### WHAT THIS TASK INVOLVES
Format every line of the data below as a JSON list of strings, one string per line, skipping blank lines. Omit the pictures from your answer.
-- Start GIVEN DATA --
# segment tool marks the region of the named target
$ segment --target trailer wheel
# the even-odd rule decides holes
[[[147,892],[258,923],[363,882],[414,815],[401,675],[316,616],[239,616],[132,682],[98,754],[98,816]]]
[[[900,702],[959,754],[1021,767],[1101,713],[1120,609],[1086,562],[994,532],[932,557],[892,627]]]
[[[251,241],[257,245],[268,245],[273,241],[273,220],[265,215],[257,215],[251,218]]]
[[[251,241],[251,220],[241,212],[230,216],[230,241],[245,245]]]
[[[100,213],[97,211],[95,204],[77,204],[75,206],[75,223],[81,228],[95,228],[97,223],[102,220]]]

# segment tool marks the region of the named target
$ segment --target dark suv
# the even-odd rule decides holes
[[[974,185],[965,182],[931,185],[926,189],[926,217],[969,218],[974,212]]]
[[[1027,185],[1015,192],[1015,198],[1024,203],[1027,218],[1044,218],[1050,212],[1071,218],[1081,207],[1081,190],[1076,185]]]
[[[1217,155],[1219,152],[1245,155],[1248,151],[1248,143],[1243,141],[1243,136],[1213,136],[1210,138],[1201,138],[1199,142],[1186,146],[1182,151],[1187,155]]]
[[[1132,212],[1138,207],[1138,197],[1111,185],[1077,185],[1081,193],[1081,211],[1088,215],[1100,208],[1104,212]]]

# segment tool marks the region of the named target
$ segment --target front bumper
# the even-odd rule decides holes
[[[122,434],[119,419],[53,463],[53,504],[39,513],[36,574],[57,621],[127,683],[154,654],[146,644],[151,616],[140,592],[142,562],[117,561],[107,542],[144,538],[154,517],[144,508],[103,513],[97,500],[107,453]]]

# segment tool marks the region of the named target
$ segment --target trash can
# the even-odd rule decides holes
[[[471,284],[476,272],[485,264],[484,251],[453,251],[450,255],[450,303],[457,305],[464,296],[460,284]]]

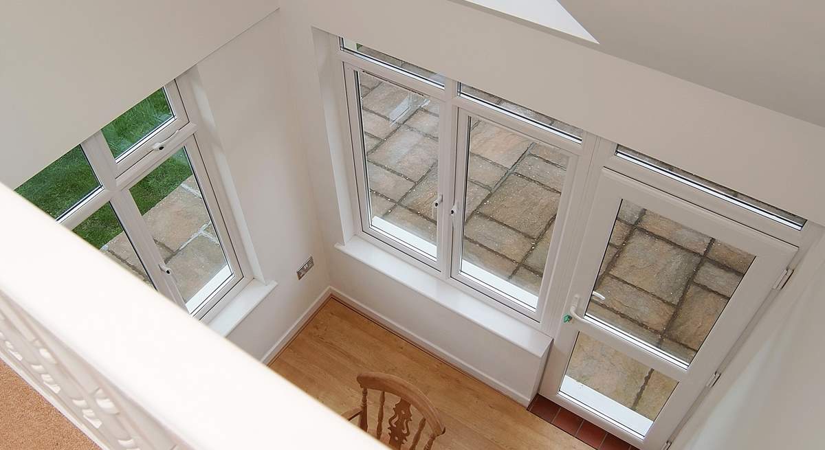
-- End GIVEN DATA --
### RESPONSE TO THIS EXERCISE
[
  "# segment tool marks the region of the named target",
  "$ segment --target trailer wheel",
  "# the even-odd rule decides holes",
  "[[[147,892],[258,923],[363,882],[414,815],[401,675],[316,616],[239,616],[132,682],[98,754],[98,816]]]",
  "[[[900,702],[959,754],[1021,767],[1101,713],[1120,609],[1086,562],[994,532],[932,557],[892,627]]]",
  "[[[251,241],[257,245],[268,245],[273,241],[273,220],[265,215],[257,215],[251,218]]]",
  "[[[251,241],[251,220],[241,212],[230,216],[230,241],[245,245]]]",
  "[[[100,213],[97,211],[95,204],[77,204],[75,206],[75,223],[81,228],[95,228],[97,223],[102,220]]]",
  "# segment tool marks the region of the named target",
  "$ segment --target dark suv",
  "# the even-odd rule decides holes",
  "[[[974,185],[965,182],[931,185],[926,189],[926,217],[969,218],[974,212]]]",
  "[[[1027,185],[1015,192],[1015,198],[1024,203],[1027,218],[1044,218],[1050,212],[1071,218],[1081,207],[1081,190],[1076,185]]]",
  "[[[1217,155],[1219,152],[1245,155],[1248,151],[1248,143],[1243,141],[1243,136],[1213,136],[1210,138],[1201,138],[1199,142],[1186,146],[1182,151],[1187,155]]]",
  "[[[1132,212],[1138,207],[1138,197],[1111,185],[1077,185],[1081,193],[1081,211],[1088,215],[1100,208],[1104,212]]]",
  "# segment tool marks the region of the named target",
  "$ segment --target front bumper",
  "# the even-odd rule decides holes",
  "[[[122,434],[119,419],[53,463],[53,504],[39,513],[36,574],[57,621],[127,683],[154,654],[146,644],[151,616],[140,592],[142,562],[117,561],[107,542],[144,538],[154,517],[144,508],[103,513],[97,500],[107,453]]]",
  "# segment tool marks the region of the named target",
  "$ segment --target trash can",
  "# the even-odd rule decides holes",
  "[[[471,284],[476,272],[485,264],[484,251],[453,251],[450,255],[450,303],[457,305],[464,296],[460,284]]]"
]